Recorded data
──────

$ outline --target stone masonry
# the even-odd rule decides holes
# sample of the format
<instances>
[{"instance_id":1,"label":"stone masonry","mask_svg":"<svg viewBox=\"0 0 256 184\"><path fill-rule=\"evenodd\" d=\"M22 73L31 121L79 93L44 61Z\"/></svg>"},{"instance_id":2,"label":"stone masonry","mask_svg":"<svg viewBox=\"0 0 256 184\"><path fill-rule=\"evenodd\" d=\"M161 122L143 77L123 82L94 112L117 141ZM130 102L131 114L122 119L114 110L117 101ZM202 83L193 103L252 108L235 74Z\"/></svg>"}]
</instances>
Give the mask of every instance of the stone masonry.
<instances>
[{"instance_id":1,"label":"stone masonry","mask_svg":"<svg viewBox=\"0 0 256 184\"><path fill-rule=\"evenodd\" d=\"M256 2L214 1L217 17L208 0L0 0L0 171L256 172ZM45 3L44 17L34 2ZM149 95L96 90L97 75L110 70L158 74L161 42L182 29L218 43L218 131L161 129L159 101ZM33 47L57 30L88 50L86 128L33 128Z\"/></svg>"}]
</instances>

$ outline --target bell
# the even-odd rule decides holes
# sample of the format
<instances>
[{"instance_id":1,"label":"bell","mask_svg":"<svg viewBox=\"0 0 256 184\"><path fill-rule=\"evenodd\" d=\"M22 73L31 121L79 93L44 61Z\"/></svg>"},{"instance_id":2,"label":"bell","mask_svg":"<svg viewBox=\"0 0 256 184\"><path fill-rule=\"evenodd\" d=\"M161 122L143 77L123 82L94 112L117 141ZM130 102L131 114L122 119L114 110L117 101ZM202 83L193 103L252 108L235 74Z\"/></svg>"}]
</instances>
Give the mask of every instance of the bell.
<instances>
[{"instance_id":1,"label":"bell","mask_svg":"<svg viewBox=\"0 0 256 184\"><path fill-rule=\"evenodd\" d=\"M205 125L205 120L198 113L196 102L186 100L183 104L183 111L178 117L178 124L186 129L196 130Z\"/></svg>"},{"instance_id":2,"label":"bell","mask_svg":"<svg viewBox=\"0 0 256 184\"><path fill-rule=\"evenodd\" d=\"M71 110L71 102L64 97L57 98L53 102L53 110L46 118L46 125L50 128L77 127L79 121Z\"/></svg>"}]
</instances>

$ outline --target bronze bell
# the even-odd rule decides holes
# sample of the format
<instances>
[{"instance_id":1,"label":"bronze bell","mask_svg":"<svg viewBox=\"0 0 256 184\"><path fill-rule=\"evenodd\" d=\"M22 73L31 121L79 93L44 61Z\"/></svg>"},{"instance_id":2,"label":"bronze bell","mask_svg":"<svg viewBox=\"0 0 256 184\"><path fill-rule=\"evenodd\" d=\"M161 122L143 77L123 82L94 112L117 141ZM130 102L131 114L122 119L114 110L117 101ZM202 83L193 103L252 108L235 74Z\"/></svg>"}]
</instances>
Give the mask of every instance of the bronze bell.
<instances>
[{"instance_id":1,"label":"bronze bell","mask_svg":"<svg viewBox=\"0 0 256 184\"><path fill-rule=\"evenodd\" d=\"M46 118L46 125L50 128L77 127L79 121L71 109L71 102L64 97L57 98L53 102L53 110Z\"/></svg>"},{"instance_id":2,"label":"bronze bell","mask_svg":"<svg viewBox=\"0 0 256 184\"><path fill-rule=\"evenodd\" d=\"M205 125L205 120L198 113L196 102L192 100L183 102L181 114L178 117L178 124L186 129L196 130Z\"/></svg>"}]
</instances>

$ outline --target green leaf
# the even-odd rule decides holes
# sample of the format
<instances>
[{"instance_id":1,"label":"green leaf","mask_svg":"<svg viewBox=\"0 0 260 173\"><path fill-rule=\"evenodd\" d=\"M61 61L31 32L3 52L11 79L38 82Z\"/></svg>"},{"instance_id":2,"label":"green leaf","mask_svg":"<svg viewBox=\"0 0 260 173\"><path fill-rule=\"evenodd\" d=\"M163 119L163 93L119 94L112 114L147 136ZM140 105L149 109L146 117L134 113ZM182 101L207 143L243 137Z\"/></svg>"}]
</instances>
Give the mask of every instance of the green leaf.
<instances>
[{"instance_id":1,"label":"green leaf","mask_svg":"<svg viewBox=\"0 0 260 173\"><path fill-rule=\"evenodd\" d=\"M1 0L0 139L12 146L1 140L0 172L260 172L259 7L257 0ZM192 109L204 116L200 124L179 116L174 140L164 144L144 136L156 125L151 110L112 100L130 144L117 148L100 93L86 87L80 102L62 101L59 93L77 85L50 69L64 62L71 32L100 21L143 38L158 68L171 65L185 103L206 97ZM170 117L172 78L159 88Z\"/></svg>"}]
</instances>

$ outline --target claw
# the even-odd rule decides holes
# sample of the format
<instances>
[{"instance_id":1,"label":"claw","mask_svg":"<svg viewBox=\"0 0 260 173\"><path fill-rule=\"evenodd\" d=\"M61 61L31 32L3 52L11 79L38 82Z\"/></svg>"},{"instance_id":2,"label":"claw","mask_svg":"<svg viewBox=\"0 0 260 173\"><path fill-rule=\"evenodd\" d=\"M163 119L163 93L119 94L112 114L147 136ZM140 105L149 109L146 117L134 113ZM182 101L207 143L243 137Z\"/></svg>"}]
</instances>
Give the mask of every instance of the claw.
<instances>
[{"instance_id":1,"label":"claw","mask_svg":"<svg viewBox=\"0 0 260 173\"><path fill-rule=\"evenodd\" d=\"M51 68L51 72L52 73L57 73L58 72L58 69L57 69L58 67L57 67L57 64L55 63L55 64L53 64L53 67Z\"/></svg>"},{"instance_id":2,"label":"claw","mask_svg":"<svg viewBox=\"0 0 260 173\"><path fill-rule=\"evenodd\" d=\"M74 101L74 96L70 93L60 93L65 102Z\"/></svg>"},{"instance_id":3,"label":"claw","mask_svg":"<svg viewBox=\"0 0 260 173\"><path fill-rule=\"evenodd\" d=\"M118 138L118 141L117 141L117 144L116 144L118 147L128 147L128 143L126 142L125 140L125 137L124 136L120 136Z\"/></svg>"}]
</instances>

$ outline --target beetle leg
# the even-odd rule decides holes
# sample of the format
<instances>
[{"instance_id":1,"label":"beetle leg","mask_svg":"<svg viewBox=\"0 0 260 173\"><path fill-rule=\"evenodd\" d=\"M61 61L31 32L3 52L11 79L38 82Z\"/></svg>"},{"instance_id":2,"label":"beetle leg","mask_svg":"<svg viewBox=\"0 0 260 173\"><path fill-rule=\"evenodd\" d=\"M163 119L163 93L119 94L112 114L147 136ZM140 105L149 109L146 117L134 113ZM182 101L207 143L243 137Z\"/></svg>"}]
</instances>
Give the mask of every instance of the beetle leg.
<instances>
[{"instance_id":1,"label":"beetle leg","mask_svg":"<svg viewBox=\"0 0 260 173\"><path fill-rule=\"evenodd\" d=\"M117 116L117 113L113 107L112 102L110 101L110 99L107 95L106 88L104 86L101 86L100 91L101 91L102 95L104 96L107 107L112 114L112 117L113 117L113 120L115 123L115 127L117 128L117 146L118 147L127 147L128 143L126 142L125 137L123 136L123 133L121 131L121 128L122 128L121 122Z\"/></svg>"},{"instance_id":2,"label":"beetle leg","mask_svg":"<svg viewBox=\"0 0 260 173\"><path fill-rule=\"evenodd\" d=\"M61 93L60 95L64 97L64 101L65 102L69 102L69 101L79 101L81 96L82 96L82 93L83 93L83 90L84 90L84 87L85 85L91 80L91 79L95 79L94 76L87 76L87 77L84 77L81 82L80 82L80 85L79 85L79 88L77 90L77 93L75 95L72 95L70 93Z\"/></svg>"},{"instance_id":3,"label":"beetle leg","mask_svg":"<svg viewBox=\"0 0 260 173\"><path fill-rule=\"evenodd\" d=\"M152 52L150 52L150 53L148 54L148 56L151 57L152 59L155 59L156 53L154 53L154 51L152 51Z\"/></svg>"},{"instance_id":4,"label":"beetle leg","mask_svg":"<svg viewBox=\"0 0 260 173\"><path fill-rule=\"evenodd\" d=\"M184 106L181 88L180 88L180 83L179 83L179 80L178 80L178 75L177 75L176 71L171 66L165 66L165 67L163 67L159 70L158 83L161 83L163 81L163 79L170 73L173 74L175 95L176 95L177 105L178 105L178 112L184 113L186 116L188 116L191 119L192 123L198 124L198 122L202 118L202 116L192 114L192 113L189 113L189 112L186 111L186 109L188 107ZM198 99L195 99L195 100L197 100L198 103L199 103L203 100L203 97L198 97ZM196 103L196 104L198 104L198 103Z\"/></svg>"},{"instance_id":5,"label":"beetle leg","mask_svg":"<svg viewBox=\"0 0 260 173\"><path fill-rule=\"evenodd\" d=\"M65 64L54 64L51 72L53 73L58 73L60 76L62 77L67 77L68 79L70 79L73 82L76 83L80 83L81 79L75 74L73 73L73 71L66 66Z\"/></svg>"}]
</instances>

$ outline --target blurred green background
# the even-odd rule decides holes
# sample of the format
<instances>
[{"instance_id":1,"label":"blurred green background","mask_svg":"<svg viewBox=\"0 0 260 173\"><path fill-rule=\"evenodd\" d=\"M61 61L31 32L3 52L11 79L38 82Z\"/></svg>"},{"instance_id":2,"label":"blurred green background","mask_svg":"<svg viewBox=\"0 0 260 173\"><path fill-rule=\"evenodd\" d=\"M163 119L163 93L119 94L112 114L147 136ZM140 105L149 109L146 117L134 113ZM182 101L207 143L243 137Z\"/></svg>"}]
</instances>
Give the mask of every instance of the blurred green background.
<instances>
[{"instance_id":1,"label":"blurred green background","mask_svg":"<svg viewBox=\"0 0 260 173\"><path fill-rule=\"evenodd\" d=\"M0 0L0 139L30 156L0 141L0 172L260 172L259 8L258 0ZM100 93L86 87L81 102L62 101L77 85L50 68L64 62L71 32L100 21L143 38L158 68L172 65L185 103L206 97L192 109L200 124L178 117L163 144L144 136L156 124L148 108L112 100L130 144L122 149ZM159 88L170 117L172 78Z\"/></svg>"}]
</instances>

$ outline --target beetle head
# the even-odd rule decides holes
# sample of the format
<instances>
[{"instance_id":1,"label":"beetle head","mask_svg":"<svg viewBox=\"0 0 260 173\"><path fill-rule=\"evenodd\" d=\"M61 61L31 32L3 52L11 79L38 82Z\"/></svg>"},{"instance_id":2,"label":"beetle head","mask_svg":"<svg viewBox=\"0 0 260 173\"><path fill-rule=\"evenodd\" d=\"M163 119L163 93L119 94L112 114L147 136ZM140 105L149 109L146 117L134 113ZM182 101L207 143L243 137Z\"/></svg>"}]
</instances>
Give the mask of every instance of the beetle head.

──────

* PROBLEM STATEMENT: Rewrite the items starting at the line that contains "--target beetle head" and ending at the last line of the items, replacing "beetle head" with "beetle thorax" and leaving everything else unchanged.

* WRITTEN SOLUTION:
$ outline --target beetle thorax
# the even-odd rule decides holes
# sample of the format
<instances>
[{"instance_id":1,"label":"beetle thorax","mask_svg":"<svg viewBox=\"0 0 260 173\"><path fill-rule=\"evenodd\" d=\"M61 61L31 32L3 52L11 79L38 82Z\"/></svg>"},{"instance_id":2,"label":"beetle thorax","mask_svg":"<svg viewBox=\"0 0 260 173\"><path fill-rule=\"evenodd\" d=\"M163 119L163 93L119 94L112 114L147 136ZM140 105L149 109L146 117L134 113ZM182 101L207 143L243 137Z\"/></svg>"}]
</instances>
Give the mask of every instance of the beetle thorax.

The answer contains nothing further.